>> start EXERCISE MATERIAL

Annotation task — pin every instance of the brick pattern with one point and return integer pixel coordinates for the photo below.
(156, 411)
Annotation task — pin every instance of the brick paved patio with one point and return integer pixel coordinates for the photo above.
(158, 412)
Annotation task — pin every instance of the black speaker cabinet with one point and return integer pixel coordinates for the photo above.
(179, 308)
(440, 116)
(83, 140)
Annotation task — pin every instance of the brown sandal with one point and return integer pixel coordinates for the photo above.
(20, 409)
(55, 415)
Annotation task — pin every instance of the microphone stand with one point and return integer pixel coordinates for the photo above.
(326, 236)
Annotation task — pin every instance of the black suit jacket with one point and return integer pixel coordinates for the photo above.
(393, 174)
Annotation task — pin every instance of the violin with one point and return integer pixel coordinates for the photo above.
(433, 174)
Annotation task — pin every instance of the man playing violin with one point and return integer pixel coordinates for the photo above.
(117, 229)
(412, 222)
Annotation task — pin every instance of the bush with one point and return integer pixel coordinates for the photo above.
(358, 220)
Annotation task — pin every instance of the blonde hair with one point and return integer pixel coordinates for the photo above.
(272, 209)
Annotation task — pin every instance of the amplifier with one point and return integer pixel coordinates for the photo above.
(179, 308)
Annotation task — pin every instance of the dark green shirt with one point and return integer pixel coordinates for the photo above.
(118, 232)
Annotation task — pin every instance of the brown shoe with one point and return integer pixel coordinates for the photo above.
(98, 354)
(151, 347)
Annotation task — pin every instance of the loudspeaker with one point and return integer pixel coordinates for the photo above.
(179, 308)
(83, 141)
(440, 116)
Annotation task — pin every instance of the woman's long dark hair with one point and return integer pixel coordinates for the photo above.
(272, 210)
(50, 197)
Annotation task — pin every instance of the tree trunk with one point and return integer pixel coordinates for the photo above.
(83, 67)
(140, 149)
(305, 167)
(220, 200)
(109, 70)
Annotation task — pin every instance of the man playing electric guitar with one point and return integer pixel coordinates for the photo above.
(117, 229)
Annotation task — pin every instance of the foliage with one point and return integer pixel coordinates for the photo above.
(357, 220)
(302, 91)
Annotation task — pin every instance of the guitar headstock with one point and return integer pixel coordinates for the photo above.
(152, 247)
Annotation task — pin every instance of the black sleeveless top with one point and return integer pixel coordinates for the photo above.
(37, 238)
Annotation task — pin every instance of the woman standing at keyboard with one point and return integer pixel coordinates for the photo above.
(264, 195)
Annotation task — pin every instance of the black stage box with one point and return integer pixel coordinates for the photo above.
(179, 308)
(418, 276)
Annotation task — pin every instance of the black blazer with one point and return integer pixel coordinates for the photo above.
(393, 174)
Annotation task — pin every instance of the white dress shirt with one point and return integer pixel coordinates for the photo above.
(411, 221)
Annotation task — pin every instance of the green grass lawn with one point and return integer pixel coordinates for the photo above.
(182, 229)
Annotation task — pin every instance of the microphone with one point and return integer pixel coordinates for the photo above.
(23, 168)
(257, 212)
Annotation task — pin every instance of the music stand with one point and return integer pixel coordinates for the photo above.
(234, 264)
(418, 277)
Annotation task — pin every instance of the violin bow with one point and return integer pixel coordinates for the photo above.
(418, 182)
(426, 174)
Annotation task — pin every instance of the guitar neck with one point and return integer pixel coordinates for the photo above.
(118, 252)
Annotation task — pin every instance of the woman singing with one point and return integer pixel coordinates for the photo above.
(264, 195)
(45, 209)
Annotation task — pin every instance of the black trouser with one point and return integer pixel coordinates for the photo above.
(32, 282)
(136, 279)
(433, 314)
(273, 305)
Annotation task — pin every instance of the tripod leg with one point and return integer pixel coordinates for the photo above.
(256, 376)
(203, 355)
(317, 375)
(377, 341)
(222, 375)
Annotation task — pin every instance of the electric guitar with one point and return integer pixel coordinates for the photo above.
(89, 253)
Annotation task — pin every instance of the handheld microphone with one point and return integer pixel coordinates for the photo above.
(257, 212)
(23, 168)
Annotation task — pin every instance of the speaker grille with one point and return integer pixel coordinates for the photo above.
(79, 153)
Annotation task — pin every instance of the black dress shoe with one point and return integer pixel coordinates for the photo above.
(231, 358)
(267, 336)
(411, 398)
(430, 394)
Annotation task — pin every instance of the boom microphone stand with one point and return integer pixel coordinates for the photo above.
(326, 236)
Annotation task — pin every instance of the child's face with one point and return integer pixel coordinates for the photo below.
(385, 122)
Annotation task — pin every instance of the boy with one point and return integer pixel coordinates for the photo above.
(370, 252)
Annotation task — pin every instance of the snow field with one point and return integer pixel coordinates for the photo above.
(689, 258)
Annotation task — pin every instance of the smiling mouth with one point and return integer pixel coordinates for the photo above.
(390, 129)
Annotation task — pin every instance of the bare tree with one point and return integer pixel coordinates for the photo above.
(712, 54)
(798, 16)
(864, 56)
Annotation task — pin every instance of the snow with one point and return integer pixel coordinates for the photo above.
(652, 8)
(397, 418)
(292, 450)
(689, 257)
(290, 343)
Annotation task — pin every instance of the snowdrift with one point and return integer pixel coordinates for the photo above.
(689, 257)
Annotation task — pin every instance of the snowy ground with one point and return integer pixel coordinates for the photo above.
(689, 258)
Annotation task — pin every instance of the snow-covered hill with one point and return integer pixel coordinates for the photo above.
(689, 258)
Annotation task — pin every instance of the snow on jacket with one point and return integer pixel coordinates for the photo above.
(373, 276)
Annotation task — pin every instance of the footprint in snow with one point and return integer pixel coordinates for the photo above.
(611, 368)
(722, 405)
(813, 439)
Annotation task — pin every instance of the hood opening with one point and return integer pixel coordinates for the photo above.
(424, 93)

>> end EXERCISE MATERIAL

■ DESCRIPTION OF THE TASK ■
Write all of the records out again exactly.

■ SOLVED EXERCISE ■
Annotation task — pin every instance of the brick pattern with one point and return integer pixel coordinates for the photo below.
(156, 411)
Annotation task — pin every instance of the brick paved patio with one point and return integer pixel coordinates for the photo above.
(158, 412)
Annotation task — pin every instance of the black speaker cabinet with one point and return integer pixel coordinates for the photo above.
(179, 308)
(440, 116)
(83, 140)
Annotation task — pin every instance of the brown sandal with one point and return integer pixel coordinates for the photo above.
(20, 409)
(55, 415)
Annotation task — pin every instance of the microphone stand with one point and return integer pixel coordinates for the photo above.
(326, 236)
Annotation task — pin every instance of the black suit jacket with one point and return integer pixel coordinates for the photo above.
(393, 174)
Annotation task — pin every instance of the violin with one point and return integer pixel coordinates for the photo above.
(433, 174)
Annotation task — pin every instance of the man playing violin with one point and return integer pixel coordinates for the photo above.
(117, 229)
(412, 222)
Annotation task — pin every instance of the bush with one point and return integer pixel coordinates for the photo above.
(358, 220)
Annotation task — pin every instance of the blonde hair with one point and return integer pixel coordinates for the photo above.
(272, 209)
Annotation task — pin every instance of the amplifier with one point and return integer pixel coordinates for the photo above.
(179, 308)
Annotation task — pin every instance of the dark green shirt with one point and return integer pixel coordinates for the photo above.
(118, 232)
Annotation task — pin every instance of the brown shoe with one point and return integer pixel coordinates for the photo above.
(98, 354)
(151, 347)
Annotation task — pin every instance of the loudspeaker with one point and return integer pixel coordinates for the photo above.
(179, 308)
(83, 141)
(440, 116)
Annotation task — pin every instance of the woman's long dark hair with one point and return integer pixel coordinates for the photo above.
(272, 210)
(50, 197)
Annotation task — pin every instance of the tree trunk with one point and return integer pixel coordinates for the photo above.
(83, 67)
(140, 149)
(305, 167)
(220, 200)
(109, 70)
Annotation task — pin every instance of the man playing electric guitar with one point and return integer pixel coordinates for the photo above.
(117, 229)
Annotation task — pin every instance of the foliage with one point and return integer pixel coordinates for the photo above.
(357, 220)
(302, 91)
Annotation task — pin every instance of the guitar headstock with one point and return integer pixel coordinates for the photo above.
(152, 247)
Annotation task — pin every instance of the black sleeveless top with one point and return integer pixel coordinates for the photo above.
(37, 238)
Annotation task — pin every instance of the woman standing at keyboard with one point and return integer pixel coordinates for the photo above.
(264, 195)
Annotation task — pin every instance of the black stage box with one point and return integer pixel coordinates for the photo above.
(179, 308)
(418, 276)
Annotation task — pin every instance of the black blazer with one point and return integer pixel coordinates for the photo above.
(393, 174)
Annotation task — pin every instance of the white dress shirt with one point and return integer pixel coordinates for the photo above.
(411, 221)
Annotation task — pin every instance of the green grass lawn with one point and return integer pixel coordinates for the photo above.
(182, 229)
Annotation task — pin every instance of the microphone with one point and return integer pixel coordinates for the photo above.
(23, 168)
(257, 212)
Annotation task — pin every instance of the music stand with one point and return integer pixel coordinates for the photo above.
(234, 264)
(418, 277)
Annotation task — pin every instance of the violin bow with one point and return integer pixel coordinates for the photo above.
(418, 182)
(426, 174)
Annotation task — pin every instance of the guitar neck with one point and return integer pixel coordinates for the photo above.
(118, 252)
Annotation task — pin every instance of the woman singing with one point and return integer pixel coordinates for the photo above.
(264, 195)
(45, 209)
Annotation task — pin every instance of the black trouser with one point and return integer pixel coordinates for the photo above.
(32, 282)
(136, 279)
(433, 314)
(273, 305)
Annotation task — pin every instance of the tripod leg with one point and return integer pixel coordinates for the photo above.
(256, 376)
(203, 355)
(317, 375)
(377, 341)
(222, 375)
Annotation task — pin every instance of the electric guitar with one point and return integer pixel coordinates for the photo above.
(89, 253)
Annotation task — pin every instance of the handheld microphone with one point and return integer pixel coordinates for the photo above.
(257, 212)
(23, 168)
Annotation task — pin every instance of the speaker grille with one point and return integer pixel coordinates for the photo above.
(79, 153)
Annotation task — pin every instance of the black dress shoe with one point and return integer pixel coordinates for the photo above.
(231, 358)
(267, 336)
(411, 398)
(430, 394)
Annotation task — pin every instance of the boom microphone stand with one point and return integer pixel coordinates for the photo above.
(326, 236)
Annotation task — pin every instance of the child's face with one point and return integer pixel coordinates for the photo below.
(385, 122)
Annotation task — pin every instance of the boy with one point and return integer pixel coordinates for the photo above.
(370, 252)
Annotation task — pin every instance of the snow field with one point and return integer pixel coordinates for the photo above.
(689, 258)
Annotation task — pin every instance of the smiling mouth with one point and return integer pixel coordinates for the photo above.
(390, 129)
Annotation task — pin every instance of the bare tree with one point and return integer pixel coordinates for the photo above.
(712, 54)
(798, 16)
(864, 56)
Annotation task — pin every instance of the snow with one point and return integer pixel coordinates for the photo above.
(652, 8)
(397, 418)
(292, 450)
(689, 257)
(290, 343)
Annotation task — pin every instance of the snowdrift with one point and return integer pixel coordinates for the photo above.
(689, 257)
Annotation task — pin every instance of the snowy ground with one point and return integer pixel coordinates for the photo above.
(689, 258)
Annotation task — pin every instance of the snow-covered hill with one point and return integer pixel coordinates for the photo above.
(689, 258)
Annotation task — pin every instance of the snow on jacket with one point and return integer pixel coordinates for the photo above.
(373, 276)
Annotation task — pin every instance of the footprint in snow with one point and return integer pixel coordinates for the photo above.
(611, 368)
(722, 405)
(813, 439)
Annotation task — pin every instance of the hood opening with one point and return integer pixel coordinates for the photo above.
(424, 93)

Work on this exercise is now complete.